| Source passage |
This is part of our installation, inspection, & troubleshooting guide for condensate piping, traps, drains,
condensate pumps, and the detection and hazards of air conditioning system condensate leaks in buildings.
We also provide a MASTER INDEX to this topic, or you can try the page top or bottom SEARCH BOX as a quick way to find information you need.
CONDENSATE PUMPS - Air Conditioning Condensate Pump Installation & Repair
Air conditioner condensate pumps are a convenient way to collect and dispose of the condensate produced by an air conditioning system when the air handler/cooling coil are located in a building location where the cooling condensate cannot be drained
away by gravity.
The most common situation is the need to dispose of air conditioner condensate produced by an air handler which is installed in a building basement or crawl space.
Air conditioner condensate is water removed from the building air as that warm, moisture-containing air moves across the
cooling coil in the building's air conditioning system's air handler or blower unit.

| Dataset excerpt |

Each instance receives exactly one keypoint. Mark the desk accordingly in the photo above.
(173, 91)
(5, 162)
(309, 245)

| Given task |
Quote the condensate pump passage word for word, starting at "CONDENSATE PUMPS - Air" and ending at "or crawl space.".

| Written solution |
CONDENSATE PUMPS - Air Conditioning Condensate Pump Installation & Repair
Air conditioner condensate pumps are a convenient way to collect and dispose of the condensate produced by an air conditioning system when the air handler/cooling coil are located in a building location where the cooling condensate cannot be drained
away by gravity.
The most common situation is the need to dispose of air conditioner condensate produced by an air handler which is installed in a building basement or crawl space.